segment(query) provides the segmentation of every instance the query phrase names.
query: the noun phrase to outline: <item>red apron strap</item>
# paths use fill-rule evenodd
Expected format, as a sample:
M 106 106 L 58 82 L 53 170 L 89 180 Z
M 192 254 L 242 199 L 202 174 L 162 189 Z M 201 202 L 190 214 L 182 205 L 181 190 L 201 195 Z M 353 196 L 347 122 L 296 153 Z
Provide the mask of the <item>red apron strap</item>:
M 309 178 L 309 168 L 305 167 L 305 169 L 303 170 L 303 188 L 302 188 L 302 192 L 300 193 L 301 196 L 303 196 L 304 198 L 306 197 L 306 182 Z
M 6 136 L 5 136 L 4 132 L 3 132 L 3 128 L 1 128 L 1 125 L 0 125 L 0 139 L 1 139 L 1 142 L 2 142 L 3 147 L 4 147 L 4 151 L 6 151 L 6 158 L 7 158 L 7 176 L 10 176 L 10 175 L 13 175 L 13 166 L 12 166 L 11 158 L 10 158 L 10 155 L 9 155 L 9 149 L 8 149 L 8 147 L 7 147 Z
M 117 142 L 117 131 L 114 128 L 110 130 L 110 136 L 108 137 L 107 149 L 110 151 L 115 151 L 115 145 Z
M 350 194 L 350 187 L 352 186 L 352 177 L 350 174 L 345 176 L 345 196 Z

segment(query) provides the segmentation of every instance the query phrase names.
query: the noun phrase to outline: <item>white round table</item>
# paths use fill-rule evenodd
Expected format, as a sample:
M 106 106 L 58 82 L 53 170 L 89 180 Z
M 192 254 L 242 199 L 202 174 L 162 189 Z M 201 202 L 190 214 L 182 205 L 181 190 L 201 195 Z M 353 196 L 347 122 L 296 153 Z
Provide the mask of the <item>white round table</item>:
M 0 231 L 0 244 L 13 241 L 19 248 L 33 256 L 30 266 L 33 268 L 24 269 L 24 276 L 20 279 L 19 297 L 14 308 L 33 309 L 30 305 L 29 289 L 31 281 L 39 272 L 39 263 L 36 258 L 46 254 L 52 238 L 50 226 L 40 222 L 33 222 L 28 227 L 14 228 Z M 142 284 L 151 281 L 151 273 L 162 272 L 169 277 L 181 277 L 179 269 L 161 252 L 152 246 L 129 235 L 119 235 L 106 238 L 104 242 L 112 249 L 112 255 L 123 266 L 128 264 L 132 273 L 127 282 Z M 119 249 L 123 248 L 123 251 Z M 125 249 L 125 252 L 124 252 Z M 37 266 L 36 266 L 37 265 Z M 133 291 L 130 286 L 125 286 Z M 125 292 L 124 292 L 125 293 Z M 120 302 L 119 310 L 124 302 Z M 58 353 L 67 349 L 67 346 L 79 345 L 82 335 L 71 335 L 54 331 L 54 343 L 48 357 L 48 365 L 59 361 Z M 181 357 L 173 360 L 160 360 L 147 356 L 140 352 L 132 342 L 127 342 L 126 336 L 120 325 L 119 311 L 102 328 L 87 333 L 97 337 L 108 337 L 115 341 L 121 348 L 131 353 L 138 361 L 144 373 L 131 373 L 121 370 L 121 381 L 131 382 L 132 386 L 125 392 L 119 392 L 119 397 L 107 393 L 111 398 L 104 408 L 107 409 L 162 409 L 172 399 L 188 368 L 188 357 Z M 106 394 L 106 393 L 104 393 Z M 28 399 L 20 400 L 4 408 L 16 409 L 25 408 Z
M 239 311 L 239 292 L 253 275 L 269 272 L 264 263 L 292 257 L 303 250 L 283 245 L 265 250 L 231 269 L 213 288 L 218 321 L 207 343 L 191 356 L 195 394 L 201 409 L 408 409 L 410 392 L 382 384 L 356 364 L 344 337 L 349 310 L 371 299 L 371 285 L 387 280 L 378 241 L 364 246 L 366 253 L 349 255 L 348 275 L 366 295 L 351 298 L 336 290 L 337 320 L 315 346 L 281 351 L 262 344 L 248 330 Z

● ● ● ●

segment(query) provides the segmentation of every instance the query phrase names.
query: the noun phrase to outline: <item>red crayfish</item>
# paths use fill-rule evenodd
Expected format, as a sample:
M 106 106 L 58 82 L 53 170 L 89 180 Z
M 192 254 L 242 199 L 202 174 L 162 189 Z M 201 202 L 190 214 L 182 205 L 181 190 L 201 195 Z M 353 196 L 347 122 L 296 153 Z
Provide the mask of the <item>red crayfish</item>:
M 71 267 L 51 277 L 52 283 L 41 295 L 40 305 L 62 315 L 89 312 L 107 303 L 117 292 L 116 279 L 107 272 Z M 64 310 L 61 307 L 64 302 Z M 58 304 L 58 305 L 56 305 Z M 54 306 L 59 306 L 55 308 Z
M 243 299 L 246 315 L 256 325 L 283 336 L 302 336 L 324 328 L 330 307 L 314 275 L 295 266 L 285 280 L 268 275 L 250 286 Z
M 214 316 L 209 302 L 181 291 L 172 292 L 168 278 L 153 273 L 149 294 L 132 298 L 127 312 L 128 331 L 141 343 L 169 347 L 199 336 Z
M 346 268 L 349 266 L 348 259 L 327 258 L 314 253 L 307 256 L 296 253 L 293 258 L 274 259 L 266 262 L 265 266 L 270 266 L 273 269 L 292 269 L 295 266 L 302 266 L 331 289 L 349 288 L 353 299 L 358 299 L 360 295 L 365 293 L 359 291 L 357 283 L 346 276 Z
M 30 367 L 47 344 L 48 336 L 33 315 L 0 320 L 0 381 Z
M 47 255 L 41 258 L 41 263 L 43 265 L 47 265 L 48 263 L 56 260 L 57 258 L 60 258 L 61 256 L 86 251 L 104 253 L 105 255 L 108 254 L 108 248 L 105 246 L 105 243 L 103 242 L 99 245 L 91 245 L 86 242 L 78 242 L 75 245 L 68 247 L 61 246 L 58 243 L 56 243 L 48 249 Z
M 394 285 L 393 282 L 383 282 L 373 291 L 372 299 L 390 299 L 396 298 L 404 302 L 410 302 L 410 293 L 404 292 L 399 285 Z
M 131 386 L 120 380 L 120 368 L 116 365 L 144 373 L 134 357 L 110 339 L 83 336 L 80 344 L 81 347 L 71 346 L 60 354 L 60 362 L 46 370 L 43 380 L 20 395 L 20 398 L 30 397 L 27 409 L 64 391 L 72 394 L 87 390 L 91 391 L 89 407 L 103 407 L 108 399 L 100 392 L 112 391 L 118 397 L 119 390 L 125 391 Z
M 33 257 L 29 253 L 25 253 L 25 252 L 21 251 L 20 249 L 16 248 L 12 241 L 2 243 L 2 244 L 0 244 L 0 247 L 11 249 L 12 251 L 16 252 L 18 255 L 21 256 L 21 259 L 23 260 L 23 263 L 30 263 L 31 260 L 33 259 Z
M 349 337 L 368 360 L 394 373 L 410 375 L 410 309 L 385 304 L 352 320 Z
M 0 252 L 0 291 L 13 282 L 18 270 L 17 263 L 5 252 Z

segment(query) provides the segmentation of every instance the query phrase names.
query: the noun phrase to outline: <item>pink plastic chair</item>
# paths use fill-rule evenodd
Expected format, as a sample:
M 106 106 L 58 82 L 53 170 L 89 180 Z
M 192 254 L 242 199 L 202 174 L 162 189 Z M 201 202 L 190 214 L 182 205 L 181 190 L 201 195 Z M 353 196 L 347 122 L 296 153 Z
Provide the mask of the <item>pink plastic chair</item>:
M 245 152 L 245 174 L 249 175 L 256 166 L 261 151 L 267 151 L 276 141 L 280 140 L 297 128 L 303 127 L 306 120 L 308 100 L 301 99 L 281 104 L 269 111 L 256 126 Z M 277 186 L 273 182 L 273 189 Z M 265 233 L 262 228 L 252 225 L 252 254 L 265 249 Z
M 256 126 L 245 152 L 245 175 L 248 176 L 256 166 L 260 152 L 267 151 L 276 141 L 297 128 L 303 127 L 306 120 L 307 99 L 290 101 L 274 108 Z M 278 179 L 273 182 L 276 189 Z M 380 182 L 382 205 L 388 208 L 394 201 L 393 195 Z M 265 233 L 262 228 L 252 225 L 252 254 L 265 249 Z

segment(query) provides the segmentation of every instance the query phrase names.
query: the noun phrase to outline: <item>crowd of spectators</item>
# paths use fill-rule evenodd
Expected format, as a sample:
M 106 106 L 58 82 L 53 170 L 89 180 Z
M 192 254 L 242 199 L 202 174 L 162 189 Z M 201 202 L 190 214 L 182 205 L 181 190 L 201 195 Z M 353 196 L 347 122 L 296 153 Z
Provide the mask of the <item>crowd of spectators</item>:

● ● ● ●

§ **Brief**: The word "outline" occurs on some lines of the entries. Work out how many such lines there are and reply with the number alone.

§ **Result of the task**: 5